Coldiretti: contro gli ogm una battaglia giusta

Intervista a Sergio Marini.
Il presidente della maggiore organizzazione agricola italiana risponde alle accuse dei fautori degli ogm. Le varietà transgeniche, oltre ai possibili rischi per la salute, non servono all’agricoltura italiana e l’opinione pubblica condivide il no.



Sergio Marini - Informatore AgrarioSe c’è un’associazione che nel settore agricolo ormai da alcuni anni si è schierata in maniera chiara, forte, contro l’introduzione degli organismi geneticamente modificati in agricoltura e nell’agroalimentare, questa è la Coldiretti, la maggiore organizzazione professionale agricola del nostro Paese.
Coldiretti è in prima fila oggi anche nella consultazione popolare che è in atto in queste settimane in Italia e che durerà fino al 15 novembre contro l’introduzione degli ogm nel nostro Paese.
Risulta pertanto di estremo interesse capire, dalle parole del presidente Sergio Marini, le ragioni che hanno portato la sua organizzazione a impegnarsi così fortemente in quest’ultima campagna anti ogm.
«Innanzitutto – premette il presidente di Coldiretti – è doverosa una risposta alle affermazioni del direttore di Assobiotec (Associazione delle imprese biotecnologiche operanti in Italia, n.d.r.), Leonardo Vingiani, che nell’intervista rilasciata al vostro settimanale (vedi L’Informatore Agrario n. 36/2007, pag. 13) è stato particolarmente duro nei confronti della nostra organizzazione, accusandoci addirittura di non fare il bene degli agricoltori italiani. Ogni opinione, ovviamente, è rispettabile ma talvolta per difendere i propri interessi si va oltre la misura e questo mi sembra sia proprio un caso di questo genere.
══════════
### PROVA TU:
Rispondi a queste domande sul brano su Coldiretti e gli ogm:
1. Fino a quale data dura la consultazione popolare contro gli ogm?
2. Come si chiama il direttore di Assobiotec?
3. In quale numero e a quale pagina dell'Informatore Agrario è uscita l'intervista al direttore di Assobiotec?
Le righe qui sotto sono materiale a parte e non riguardano il brano.

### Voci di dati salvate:
══════════
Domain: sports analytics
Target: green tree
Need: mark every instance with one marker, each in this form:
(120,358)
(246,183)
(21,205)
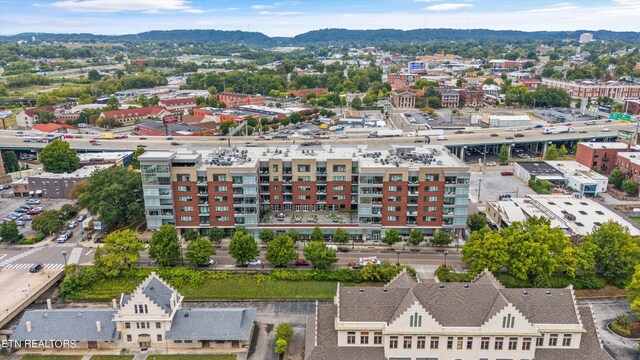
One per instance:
(93,75)
(9,232)
(503,155)
(116,195)
(441,238)
(58,157)
(68,211)
(630,187)
(190,235)
(243,247)
(281,346)
(216,234)
(199,251)
(485,249)
(356,103)
(135,163)
(316,234)
(340,236)
(616,177)
(113,104)
(164,246)
(266,235)
(11,163)
(281,251)
(391,237)
(617,253)
(121,250)
(537,251)
(552,153)
(477,221)
(47,222)
(416,237)
(320,255)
══════════
### RISULTATO:
1. Fino al 15 novembre.
2. Leonardo Vingiani.
3. Nel n. 36/2007, a pagina 13.